Document source:

----------

On a l'impression qu'il se trouve toujours là. C'est vrai et c'est faux. Philippe Pache a organisé beaucoup de séances de portraits chez Krisal, à Carouge. Il a aussi dirigé des «workshops» pour Christine Ventouras à Santorin. Le photographe ne reste cependant pas accroché en permanence aux murs de la galerie. Je peux donc vous dire qu'il revient ici aujourd'hui avec une série d'images gentiment érotiques, «Intimement vrai». Un zeste de couleurs. Beaucoup de noir et blanc. Et énormément de flous. Le flou constitue en quelque sorte la carte de visite du Vaudois.
Philippe Pache, combien d'années de photographie au compteur? - Quarante. J'ai 55 ans. Tout a commencé avec un cours à option dans mon école en 1976. Un atelier très recherché. Il n'y avait plus de place disponible pour moi. L'une d'elles s'est libérée au dernier moment. Tout a tenu à très peu de chose. J'ai adoré.

----------

Liste des données:
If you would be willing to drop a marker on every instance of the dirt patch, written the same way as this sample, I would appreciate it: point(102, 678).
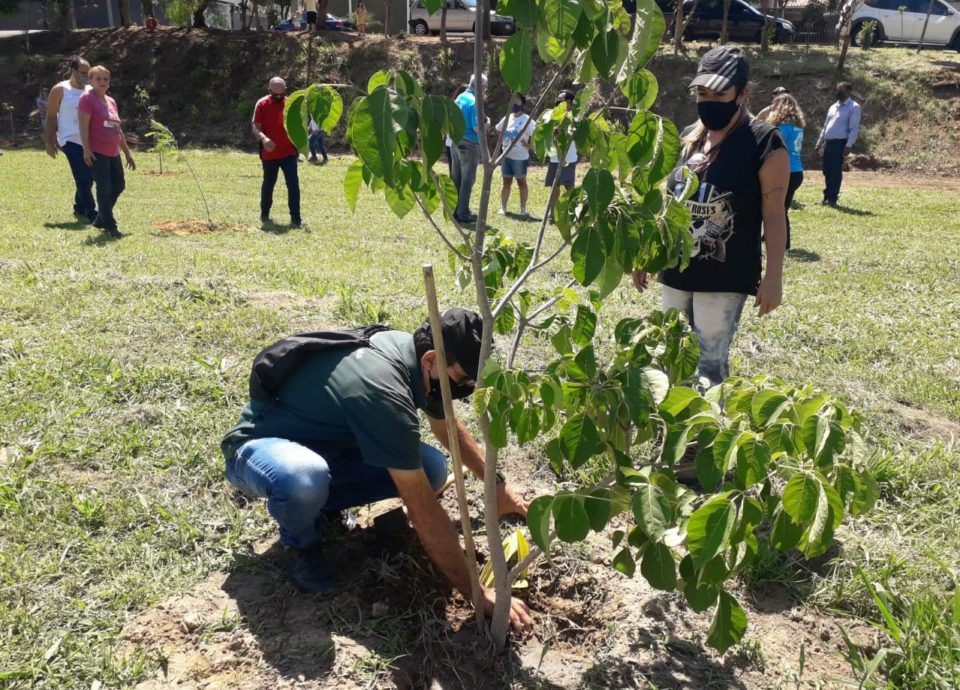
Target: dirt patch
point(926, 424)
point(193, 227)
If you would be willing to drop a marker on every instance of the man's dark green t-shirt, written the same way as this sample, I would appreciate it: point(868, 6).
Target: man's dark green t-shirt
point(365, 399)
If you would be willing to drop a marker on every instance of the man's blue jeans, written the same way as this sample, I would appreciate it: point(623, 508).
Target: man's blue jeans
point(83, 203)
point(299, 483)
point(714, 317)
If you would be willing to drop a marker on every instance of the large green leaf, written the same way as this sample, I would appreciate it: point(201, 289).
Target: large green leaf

----------

Consigne: Selon le document source, en quelle année a eu lieu le cours à option par lequel la photographie a commencé pour Philippe Pache ?

Sortie attendue: En 1976.